Data section:

-------------------------

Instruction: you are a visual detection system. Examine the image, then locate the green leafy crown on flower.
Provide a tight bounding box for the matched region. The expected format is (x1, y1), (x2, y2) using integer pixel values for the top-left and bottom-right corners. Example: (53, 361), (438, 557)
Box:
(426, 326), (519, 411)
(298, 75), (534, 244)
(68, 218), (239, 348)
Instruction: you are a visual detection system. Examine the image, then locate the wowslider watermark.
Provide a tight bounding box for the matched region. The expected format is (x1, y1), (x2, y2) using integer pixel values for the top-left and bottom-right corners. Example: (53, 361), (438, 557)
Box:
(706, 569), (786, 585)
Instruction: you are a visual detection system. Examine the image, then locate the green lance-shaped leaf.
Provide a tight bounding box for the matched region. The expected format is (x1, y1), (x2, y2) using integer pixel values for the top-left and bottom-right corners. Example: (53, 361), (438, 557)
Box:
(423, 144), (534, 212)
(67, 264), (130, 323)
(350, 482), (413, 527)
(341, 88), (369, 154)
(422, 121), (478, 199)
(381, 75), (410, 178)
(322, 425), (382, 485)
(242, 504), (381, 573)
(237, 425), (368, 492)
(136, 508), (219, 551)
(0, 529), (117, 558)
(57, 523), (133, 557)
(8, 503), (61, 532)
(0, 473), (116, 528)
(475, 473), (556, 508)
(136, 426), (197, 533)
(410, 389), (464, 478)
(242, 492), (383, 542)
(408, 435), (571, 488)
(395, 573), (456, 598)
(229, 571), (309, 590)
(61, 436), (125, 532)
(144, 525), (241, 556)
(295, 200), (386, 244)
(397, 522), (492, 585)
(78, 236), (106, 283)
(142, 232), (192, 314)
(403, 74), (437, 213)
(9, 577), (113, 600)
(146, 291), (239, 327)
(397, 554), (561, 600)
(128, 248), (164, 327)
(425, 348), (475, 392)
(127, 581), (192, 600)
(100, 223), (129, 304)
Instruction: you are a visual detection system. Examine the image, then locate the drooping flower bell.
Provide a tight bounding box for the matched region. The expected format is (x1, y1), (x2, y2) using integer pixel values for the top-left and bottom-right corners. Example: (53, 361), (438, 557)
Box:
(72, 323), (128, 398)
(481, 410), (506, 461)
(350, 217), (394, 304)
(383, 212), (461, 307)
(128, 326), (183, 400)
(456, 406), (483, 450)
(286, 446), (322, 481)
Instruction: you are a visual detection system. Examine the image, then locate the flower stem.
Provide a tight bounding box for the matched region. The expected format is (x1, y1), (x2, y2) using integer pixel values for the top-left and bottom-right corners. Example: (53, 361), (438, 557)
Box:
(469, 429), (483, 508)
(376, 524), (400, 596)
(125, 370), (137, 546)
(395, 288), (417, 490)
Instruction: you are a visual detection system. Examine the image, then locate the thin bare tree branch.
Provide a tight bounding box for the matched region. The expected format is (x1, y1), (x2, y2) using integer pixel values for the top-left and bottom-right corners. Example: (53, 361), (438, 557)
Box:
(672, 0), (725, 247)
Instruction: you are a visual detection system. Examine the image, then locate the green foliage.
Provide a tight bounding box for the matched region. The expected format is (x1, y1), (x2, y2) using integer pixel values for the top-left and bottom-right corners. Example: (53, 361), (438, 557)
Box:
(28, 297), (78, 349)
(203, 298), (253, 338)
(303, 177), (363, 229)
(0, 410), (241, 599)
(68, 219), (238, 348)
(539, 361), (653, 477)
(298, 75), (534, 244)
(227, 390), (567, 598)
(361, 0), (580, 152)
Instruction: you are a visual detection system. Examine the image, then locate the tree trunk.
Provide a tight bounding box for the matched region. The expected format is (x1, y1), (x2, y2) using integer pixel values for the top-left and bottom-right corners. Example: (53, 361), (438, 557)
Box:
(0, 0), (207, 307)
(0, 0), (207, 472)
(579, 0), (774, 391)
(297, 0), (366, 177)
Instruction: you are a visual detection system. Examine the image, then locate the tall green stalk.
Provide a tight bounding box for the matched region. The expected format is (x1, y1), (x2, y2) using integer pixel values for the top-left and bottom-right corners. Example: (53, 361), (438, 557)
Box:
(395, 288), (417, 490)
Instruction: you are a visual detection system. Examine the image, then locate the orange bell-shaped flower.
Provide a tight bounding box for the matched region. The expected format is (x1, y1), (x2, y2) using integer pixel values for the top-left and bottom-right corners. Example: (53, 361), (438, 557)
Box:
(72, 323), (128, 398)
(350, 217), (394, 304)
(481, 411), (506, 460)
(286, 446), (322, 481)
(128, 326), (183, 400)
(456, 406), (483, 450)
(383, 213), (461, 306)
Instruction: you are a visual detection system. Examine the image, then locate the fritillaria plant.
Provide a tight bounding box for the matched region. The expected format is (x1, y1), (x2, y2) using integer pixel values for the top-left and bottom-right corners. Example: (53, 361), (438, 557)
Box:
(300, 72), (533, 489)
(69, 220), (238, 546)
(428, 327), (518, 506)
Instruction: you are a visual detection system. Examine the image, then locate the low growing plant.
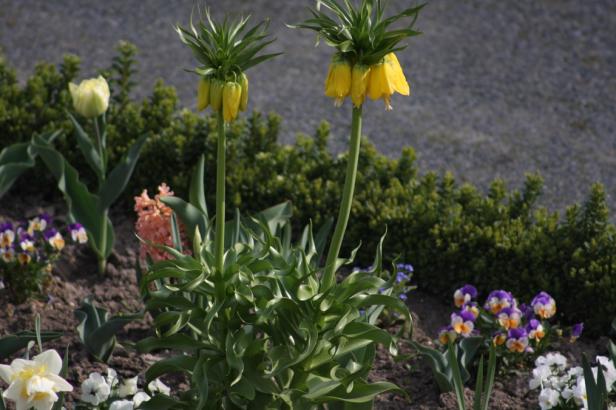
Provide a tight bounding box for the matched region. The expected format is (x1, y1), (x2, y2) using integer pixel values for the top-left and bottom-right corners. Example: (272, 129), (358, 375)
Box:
(0, 214), (87, 302)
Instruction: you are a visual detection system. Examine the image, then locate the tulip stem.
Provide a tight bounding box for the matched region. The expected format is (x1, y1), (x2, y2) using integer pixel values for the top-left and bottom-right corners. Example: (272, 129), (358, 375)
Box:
(214, 108), (226, 277)
(321, 106), (362, 291)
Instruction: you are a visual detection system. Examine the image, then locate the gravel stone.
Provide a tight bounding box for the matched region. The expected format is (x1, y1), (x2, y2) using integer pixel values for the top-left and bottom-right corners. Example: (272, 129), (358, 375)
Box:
(0, 0), (616, 210)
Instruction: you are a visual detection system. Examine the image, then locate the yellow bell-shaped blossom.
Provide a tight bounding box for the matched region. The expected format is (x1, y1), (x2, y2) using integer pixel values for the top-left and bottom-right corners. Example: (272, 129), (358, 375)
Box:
(351, 64), (370, 108)
(368, 53), (410, 110)
(210, 79), (225, 112)
(385, 53), (411, 96)
(68, 75), (109, 118)
(222, 81), (242, 122)
(240, 73), (248, 111)
(325, 59), (351, 107)
(197, 77), (210, 111)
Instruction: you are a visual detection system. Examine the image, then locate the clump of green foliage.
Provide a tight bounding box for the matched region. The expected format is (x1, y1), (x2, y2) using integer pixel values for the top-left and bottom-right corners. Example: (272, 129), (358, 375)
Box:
(0, 43), (616, 334)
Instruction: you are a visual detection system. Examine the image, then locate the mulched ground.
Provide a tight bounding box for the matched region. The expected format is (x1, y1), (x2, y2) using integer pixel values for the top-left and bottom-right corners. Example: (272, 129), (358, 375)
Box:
(0, 200), (605, 410)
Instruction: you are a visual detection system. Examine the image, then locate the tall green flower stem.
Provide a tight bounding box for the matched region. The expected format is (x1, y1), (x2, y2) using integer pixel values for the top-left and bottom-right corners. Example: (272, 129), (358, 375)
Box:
(323, 106), (362, 290)
(214, 109), (226, 276)
(92, 113), (109, 275)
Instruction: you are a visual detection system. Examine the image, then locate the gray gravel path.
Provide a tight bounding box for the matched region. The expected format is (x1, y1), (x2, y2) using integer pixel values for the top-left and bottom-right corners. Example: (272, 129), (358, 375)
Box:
(0, 0), (616, 209)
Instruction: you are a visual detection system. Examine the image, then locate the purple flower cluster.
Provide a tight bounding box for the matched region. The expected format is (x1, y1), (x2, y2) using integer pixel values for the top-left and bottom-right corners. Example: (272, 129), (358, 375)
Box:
(438, 284), (584, 353)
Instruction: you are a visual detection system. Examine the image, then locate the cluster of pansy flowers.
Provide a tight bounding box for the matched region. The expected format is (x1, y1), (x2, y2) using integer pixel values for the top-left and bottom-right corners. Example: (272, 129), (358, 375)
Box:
(0, 213), (88, 268)
(438, 284), (584, 354)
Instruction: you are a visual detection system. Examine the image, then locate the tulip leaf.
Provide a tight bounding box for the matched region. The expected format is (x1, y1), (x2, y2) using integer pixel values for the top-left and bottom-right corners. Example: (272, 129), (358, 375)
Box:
(160, 196), (209, 241)
(99, 135), (148, 209)
(75, 298), (143, 362)
(0, 332), (63, 360)
(0, 131), (60, 198)
(67, 113), (104, 181)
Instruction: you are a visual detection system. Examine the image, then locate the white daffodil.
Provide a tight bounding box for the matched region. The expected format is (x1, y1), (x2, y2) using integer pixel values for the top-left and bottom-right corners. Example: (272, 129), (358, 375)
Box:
(0, 350), (73, 410)
(81, 373), (111, 406)
(133, 391), (151, 409)
(118, 376), (139, 398)
(148, 379), (171, 396)
(109, 400), (133, 410)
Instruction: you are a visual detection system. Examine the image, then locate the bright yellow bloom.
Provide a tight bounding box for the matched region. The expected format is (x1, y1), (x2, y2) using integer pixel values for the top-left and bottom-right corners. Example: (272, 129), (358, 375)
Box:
(385, 53), (411, 96)
(325, 60), (351, 107)
(222, 81), (242, 122)
(240, 73), (248, 111)
(368, 53), (411, 110)
(197, 77), (210, 111)
(351, 64), (370, 108)
(68, 75), (109, 118)
(210, 79), (225, 112)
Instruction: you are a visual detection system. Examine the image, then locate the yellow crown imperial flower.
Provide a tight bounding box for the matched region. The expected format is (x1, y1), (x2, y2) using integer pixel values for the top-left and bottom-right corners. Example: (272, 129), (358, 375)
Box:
(210, 79), (225, 112)
(197, 77), (211, 111)
(351, 64), (370, 108)
(240, 73), (248, 111)
(222, 81), (242, 122)
(368, 53), (410, 110)
(68, 75), (110, 118)
(325, 58), (352, 107)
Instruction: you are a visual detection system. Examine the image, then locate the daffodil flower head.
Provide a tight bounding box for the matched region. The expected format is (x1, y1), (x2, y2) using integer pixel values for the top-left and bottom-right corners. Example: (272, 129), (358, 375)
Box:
(0, 350), (73, 410)
(325, 56), (351, 107)
(176, 9), (280, 121)
(291, 0), (424, 110)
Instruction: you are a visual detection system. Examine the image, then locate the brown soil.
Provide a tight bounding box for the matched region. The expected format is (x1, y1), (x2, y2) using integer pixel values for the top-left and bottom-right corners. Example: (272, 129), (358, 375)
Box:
(0, 200), (605, 410)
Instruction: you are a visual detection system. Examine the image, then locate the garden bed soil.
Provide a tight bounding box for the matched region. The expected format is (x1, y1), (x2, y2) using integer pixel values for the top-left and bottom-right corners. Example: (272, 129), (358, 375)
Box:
(0, 198), (605, 410)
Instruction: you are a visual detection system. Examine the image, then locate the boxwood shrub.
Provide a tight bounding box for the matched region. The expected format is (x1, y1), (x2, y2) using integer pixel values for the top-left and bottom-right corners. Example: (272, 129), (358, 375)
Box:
(0, 43), (616, 335)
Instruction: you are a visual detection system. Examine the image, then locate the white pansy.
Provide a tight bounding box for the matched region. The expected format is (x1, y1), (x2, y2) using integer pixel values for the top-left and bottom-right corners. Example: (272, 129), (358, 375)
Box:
(133, 391), (151, 408)
(81, 373), (111, 406)
(539, 389), (560, 410)
(0, 350), (73, 410)
(148, 379), (171, 396)
(109, 400), (133, 410)
(118, 376), (139, 398)
(105, 367), (120, 389)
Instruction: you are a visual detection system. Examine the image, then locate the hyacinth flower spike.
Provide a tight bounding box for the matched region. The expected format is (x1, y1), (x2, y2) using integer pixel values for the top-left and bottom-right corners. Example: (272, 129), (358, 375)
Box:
(176, 9), (281, 275)
(289, 0), (424, 291)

-------------------------

Given request: Reproduce the records verbatim, starting with the line that contains "yellow bell-shaped blossom." and continuing through the line that contains "(92, 113), (109, 275)", with both of those lines included.

Answer to this problem:
Instruction: you are a visual detection system. Examine the image, then locate the yellow bell-shaped blossom.
Provide a tight bounding box for the matched region. The expected format is (x1, y1), (x2, y2) using integer pixel values for the top-left and bottom-right corners. Example: (272, 129), (358, 375)
Box:
(351, 64), (370, 108)
(368, 53), (410, 110)
(210, 79), (225, 112)
(385, 53), (411, 96)
(68, 75), (109, 118)
(222, 81), (242, 122)
(240, 73), (248, 111)
(325, 59), (351, 107)
(197, 77), (210, 111)
Instruction: you are a visual detection system. Examine the image, then locate the clump of green foliage.
Provide a tight bounding box for the matched region. The expected format is (x1, y1), (x2, y2) using integer pixel values for the top-left and bottom-right corners. Example: (272, 129), (358, 375)
Box:
(0, 43), (616, 334)
Instruction: you are a visual detection system. Examine the image, then locate the mulched ground.
Provide a tight bounding box for the matched region. The expected format is (x1, y1), (x2, y2) using integer pixel values for the top-left and bottom-right corners. Example: (272, 129), (358, 375)
Box:
(0, 200), (605, 410)
Instruction: you are a visual detection system. Examine the image, then locate the tall green flower stem.
Provide a tight bounding box for the matched region. The expected format is (x1, y1), (x2, y2) using integer pixel values for the top-left and bottom-right corners. Example: (272, 129), (358, 375)
Box:
(323, 106), (362, 290)
(214, 109), (226, 276)
(92, 113), (109, 275)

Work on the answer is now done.